[START THE DATA]
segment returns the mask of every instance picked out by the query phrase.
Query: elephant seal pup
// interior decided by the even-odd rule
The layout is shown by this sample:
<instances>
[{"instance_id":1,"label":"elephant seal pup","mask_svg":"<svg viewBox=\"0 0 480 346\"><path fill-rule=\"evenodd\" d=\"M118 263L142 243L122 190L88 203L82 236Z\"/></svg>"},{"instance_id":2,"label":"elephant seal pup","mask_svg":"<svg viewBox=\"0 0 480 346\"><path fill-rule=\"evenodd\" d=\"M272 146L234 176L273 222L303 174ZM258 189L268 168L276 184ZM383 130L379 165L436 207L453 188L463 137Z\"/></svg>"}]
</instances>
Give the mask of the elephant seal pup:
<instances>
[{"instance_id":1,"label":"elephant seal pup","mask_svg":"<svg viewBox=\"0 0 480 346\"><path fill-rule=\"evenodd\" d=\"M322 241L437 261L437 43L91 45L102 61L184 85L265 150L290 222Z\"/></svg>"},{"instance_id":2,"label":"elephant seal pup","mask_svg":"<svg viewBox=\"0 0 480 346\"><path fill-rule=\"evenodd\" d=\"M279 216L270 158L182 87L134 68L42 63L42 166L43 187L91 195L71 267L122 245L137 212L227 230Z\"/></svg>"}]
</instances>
[END THE DATA]
## TASK DESCRIPTION
Reproduce the listing above line for line, keeping every character unchanged.

## SOLUTION TO THE EXERCISE
segment returns the mask of every instance picked out by the query phrase.
Query: elephant seal pup
// interior decided by the even-odd rule
The layout is shown by this sample:
<instances>
[{"instance_id":1,"label":"elephant seal pup","mask_svg":"<svg viewBox=\"0 0 480 346\"><path fill-rule=\"evenodd\" d=\"M118 263L142 243L122 190L88 203L82 236Z\"/></svg>"},{"instance_id":2,"label":"elephant seal pup","mask_svg":"<svg viewBox=\"0 0 480 346\"><path fill-rule=\"evenodd\" d=\"M272 146L234 176L273 222L303 174ZM258 189L268 168L276 184ZM383 130L379 165L436 207L453 188L463 137Z\"/></svg>"}]
</instances>
Give the mask of the elephant seal pup:
<instances>
[{"instance_id":1,"label":"elephant seal pup","mask_svg":"<svg viewBox=\"0 0 480 346\"><path fill-rule=\"evenodd\" d=\"M322 241L437 261L437 43L91 45L102 61L184 85L265 150L290 222Z\"/></svg>"},{"instance_id":2,"label":"elephant seal pup","mask_svg":"<svg viewBox=\"0 0 480 346\"><path fill-rule=\"evenodd\" d=\"M279 216L270 158L182 87L134 68L42 63L42 166L43 187L91 195L71 267L122 245L137 212L227 230Z\"/></svg>"}]
</instances>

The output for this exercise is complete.